-- start --

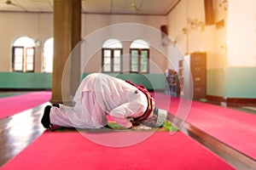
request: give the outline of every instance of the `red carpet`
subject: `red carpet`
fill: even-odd
[[[157,95],[156,105],[176,115],[180,99],[172,97],[168,108],[170,96]],[[186,122],[256,160],[256,115],[193,101]]]
[[[117,133],[93,133],[116,139]],[[121,132],[124,137],[137,132]],[[91,134],[92,135],[92,134]],[[234,169],[183,133],[155,133],[137,144],[107,147],[78,132],[46,132],[2,167],[11,169]]]
[[[31,109],[50,99],[51,92],[33,92],[0,99],[0,119]]]

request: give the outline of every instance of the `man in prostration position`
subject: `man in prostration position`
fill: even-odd
[[[91,73],[81,82],[73,98],[75,105],[47,105],[41,122],[78,128],[102,128],[108,114],[125,128],[162,127],[167,112],[154,106],[148,90],[129,81],[102,73]]]

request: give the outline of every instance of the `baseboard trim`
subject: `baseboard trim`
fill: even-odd
[[[207,99],[210,103],[225,105],[227,106],[256,106],[255,98],[227,98],[207,95]]]

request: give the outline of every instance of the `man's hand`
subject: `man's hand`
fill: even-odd
[[[132,127],[131,129],[134,129],[134,130],[149,130],[149,129],[151,129],[151,128],[150,127],[146,127],[144,125],[139,125],[139,126]]]

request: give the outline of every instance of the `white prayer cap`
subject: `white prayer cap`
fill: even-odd
[[[156,127],[162,127],[166,120],[167,111],[166,110],[158,109]]]

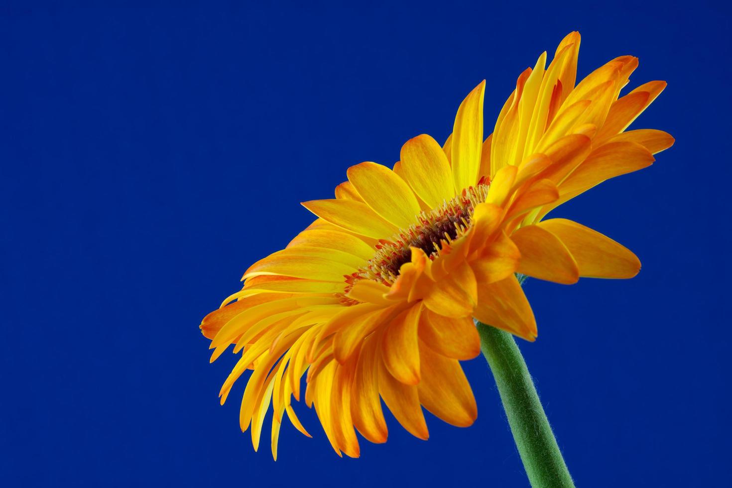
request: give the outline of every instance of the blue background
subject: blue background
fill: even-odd
[[[239,3],[239,2],[235,2]],[[721,4],[721,2],[720,2]],[[611,8],[610,8],[611,7]],[[198,326],[313,218],[346,168],[443,140],[488,78],[569,31],[580,74],[621,54],[668,88],[633,126],[676,146],[561,208],[640,258],[629,281],[531,280],[522,343],[577,484],[727,480],[729,18],[694,1],[0,7],[0,483],[4,486],[528,486],[482,358],[479,418],[338,458],[283,428],[280,460],[217,398]],[[492,122],[491,122],[492,123]],[[269,427],[265,424],[265,439]]]

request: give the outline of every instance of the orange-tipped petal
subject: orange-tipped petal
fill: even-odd
[[[460,363],[428,347],[420,348],[419,352],[425,374],[417,391],[425,408],[456,427],[472,425],[478,416],[478,406]]]
[[[537,225],[520,228],[511,239],[521,252],[518,272],[539,279],[571,285],[580,279],[580,270],[561,241]]]
[[[545,220],[538,225],[567,246],[581,277],[632,278],[640,271],[640,261],[630,249],[589,227],[567,219]]]
[[[466,361],[480,354],[480,337],[471,317],[452,318],[425,310],[419,320],[419,339],[453,359]]]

-- end --

Task directions |
Quote all of the entries above verbatim, leaving out the pictures.

Solution to this problem |
request: give the outline of every instance of the `red carpet`
subject: `red carpet`
fill: even-odd
[[[157,95],[156,105],[176,115],[180,99],[172,97],[168,108],[170,96]],[[186,122],[256,160],[256,115],[193,101]]]
[[[117,133],[93,133],[116,139]],[[121,132],[124,137],[137,132]],[[91,134],[92,135],[92,134]],[[234,169],[183,133],[155,133],[137,144],[107,147],[78,132],[46,132],[2,167],[11,169]]]
[[[31,109],[50,99],[51,92],[33,92],[0,99],[0,119]]]

request: give the outline of every instance of the `man in prostration position`
subject: `man in prostration position`
fill: even-odd
[[[91,73],[81,82],[73,98],[75,105],[47,105],[41,122],[78,128],[102,128],[108,114],[125,128],[162,127],[167,112],[154,106],[148,90],[129,81],[102,73]]]

request: give the outline of every instance of the `baseboard trim`
subject: `baseboard trim`
fill: even-odd
[[[207,99],[210,103],[225,105],[227,106],[256,106],[255,98],[227,98],[207,95]]]

request: give the outline of every instance of the `man's hand`
subject: `man's hand`
fill: even-odd
[[[132,127],[131,129],[134,129],[134,130],[149,130],[149,129],[151,129],[151,128],[150,127],[146,127],[144,125],[139,125],[139,126]]]

request: give the outline of every instance of the `white prayer cap`
subject: `white prayer cap`
fill: even-odd
[[[156,127],[162,127],[166,120],[167,111],[166,110],[158,109]]]

request: give the outline of every instance of the blue background
subject: blue background
fill: even-odd
[[[239,3],[239,2],[235,2]],[[721,4],[721,2],[720,2]],[[611,8],[610,8],[611,7]],[[198,326],[313,218],[346,168],[443,140],[488,78],[569,31],[580,74],[621,54],[668,88],[633,126],[676,146],[561,208],[640,258],[629,281],[531,280],[522,343],[577,484],[727,480],[729,18],[694,1],[0,7],[0,483],[4,486],[528,486],[482,358],[479,418],[338,458],[283,428],[280,460],[217,398]],[[492,122],[491,122],[492,123]],[[269,427],[265,424],[265,439]]]

request: give the outline of every instance of the orange-tipped petal
subject: orange-tipped petal
fill: even-odd
[[[460,363],[428,347],[420,348],[419,352],[425,374],[417,391],[425,408],[456,427],[472,425],[478,416],[478,406]]]
[[[537,225],[520,228],[511,239],[521,252],[518,272],[539,279],[571,285],[580,279],[580,270],[561,241]]]
[[[545,220],[538,225],[567,246],[581,277],[632,278],[640,271],[640,261],[630,249],[589,227],[567,219]]]
[[[466,361],[480,354],[480,337],[471,317],[452,318],[425,310],[419,320],[419,339],[453,359]]]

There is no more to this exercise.